Source document >>
On Adequacy after Brexit

I attended the Home Affairs Committee on Europol and the European Arrest Warrant yesterday. Don’t say I don’t know how to have a good time. One of the members, suggested that since we have passed a new Data Protection Law, we will be compliant from Day 1, or Day 0 as we engineers call it. I think  not and here’s why. In short, the Government say they’ve implemented the GDPR into British Law, but once we’re a third country, it’s the Commission that has the last word, and they have questions we need to answer. …

Firstly, I don’t think the Commission would act that quickly and they’d need to issue an adequacy decision and there are four questions of substance that the Commission would need to consider.

  1. The European Data Protection Supervisory Board’s predecessor, the Article 29 Working Party and the Commission had outstanding issues with the UK’s implementation of 95 Directive, to the extent that it seems the Commission had started infraction proceedings. (I find it very hard to get explicit data on this, and much of what is available reads like conspiracy theories, but the most vocal campaigner published his views in the Register, here. The author argues that the infraction process proposes to carry forward to the 2018 DPA. ) The author checkpointed his findings in a 2011 blog article, called “European Commission explains why UK’s Data Protection Act is deficient”, he also points to an Out-law Article, “Europe claims UK botched one third of Data Protection Directive” 17 Sep 2007.

Stated problem >>
Continue the post on adequacy after Brexit from the point where it stops. The material is unrelated to the post on adequacy after Brexit.

Excerpted data >>

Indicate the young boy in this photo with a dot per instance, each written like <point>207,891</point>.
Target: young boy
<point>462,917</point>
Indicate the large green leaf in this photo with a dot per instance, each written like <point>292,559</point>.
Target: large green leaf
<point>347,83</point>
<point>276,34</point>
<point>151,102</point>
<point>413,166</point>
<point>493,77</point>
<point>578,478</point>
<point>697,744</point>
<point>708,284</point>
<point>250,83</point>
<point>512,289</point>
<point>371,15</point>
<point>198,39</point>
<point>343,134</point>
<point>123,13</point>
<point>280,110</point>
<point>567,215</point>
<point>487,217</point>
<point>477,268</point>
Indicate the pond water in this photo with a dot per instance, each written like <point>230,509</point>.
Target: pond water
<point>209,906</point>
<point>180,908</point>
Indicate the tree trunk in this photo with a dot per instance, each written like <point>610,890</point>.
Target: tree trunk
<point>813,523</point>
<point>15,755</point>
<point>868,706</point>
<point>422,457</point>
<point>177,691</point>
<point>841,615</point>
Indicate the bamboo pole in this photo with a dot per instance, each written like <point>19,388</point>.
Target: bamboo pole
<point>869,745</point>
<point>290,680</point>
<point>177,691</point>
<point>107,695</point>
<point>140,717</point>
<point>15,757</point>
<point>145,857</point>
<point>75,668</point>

Response to the exercise >>
  2. The House of Lords Committee on Data Protection found that as a 3rd Country we may be required to meet a higher standard than as a member state. (This is because we will lose the powers granted to member states under Article 23 Restrictions of the GDPR. These powers relate to the exemption of national security organisations and the courts (and others) from some aspects of the GDPR). This is why there is concern with the Investigatory Powers Act, already declared deficient by the UK Courts and the DPA immigration service exception will jeopardise any attempt to obtain an adequacy finding. i.e. a member state might be able to have these laws but a 3rd country may not.
  3. The loss of member state status and privilege means that our intelligence sharing arrangements with the US, a country which still has the death penalty, and operates under a different military legal doctrine may be deemed to be a critical problem in granting adequacy. (We should note that Tom Watson MP, obtained a barrister’s opinion on the legality of sharing intelligence and wrote to the Prime Minister at the time on the legality of this activity; it was taken up by Rights Watch who are pursuing this through the courts.)
  4. Depending on the withdrawal agreement, and it seems that no-one is thinking about this, we may cease to be covered by the US Privacy Shield agreement, and thus will be prohibited from transferring EU citizens personal data to the USA, and they to us. (Actually prohibited is a bit strong, participants in cross border data transfer would need to be covered by model clauses, or binding corporate rules and both of these are under judicial review (Schrems II) and create a barrier to entry because of cost to SMEs).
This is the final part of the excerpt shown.